#### [Text provided]
________________

It makes less sense when agriculture constitutes 1 percent of our national economies. Modern firms report results to their owners every quarter. Why not balance the state budget every quarter as well? Why not indeed balance it every month, or every week? Why not every day, every hour or every minute?

If you've managed to get this far when discussing this issue with a friend or co-worker, the absurdity of arbitrarily focusing on balancing the annual budget should be patently clear to all involved.

So what's the alternative? Well, the modern equivalent of the old growing year is the business cycle. Hence, the state budget should balance over the business cycle. Clear as crystal, right?

If your friend seems to be of the clever kind, you can add that actually, you don't really need to balance the budget at all. Indeed, you can run a permanent fiscal deficit, as long as the national debt is not growing at a faster pace than the economy is. As long as that is the case, the size of the national debt as a fraction of GDP will stabilize, despite the budget being in permanent deficit.

Peak oil is not an energy crisis. It is a liquid fuel crisis.

by Starvid on Tue Jun 24th, 2014 at 11:06:12 PM EST
[ Parent ]
And actually, changing portfolio preferences (e.g. as a result of an aging population shifting its portfolio increasingly into sovereign bonds) means that the correct level of sovereign debt is not even constant after you smooth out the business cycle.

________________

#### [Information shown]

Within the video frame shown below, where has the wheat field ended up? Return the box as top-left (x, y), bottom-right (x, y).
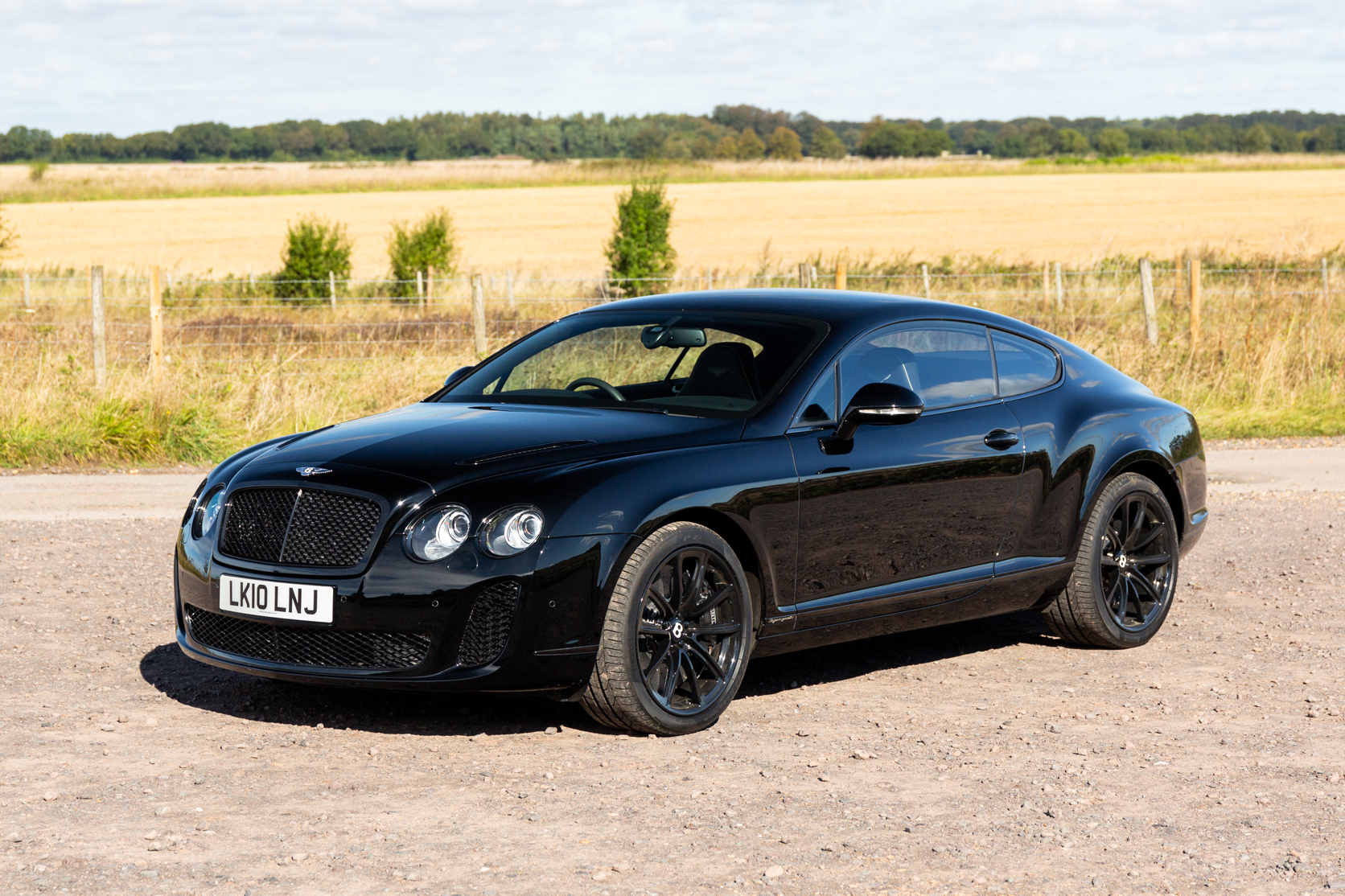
top-left (4, 160), bottom-right (1345, 277)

________________

#### [Challenge]
Do statements (a), (b) and (c) agree with the text on balancing the state budget? For each one, answer yes or no and quote the deciding words of the text exactly. (a) The state budget should balance over the business cycle. (b) A permanent fiscal deficit is never acceptable. (c) Modern firms report results to their owners every month.

#### [Worked answer]
(a) Yes: "Hence, the state budget should balance over the business cycle."
(b) No: "Indeed, you can run a permanent fiscal deficit, as long as the national debt is not growing at a faster pace than the economy is."
(c) No: "Modern firms report results to their owners every quarter."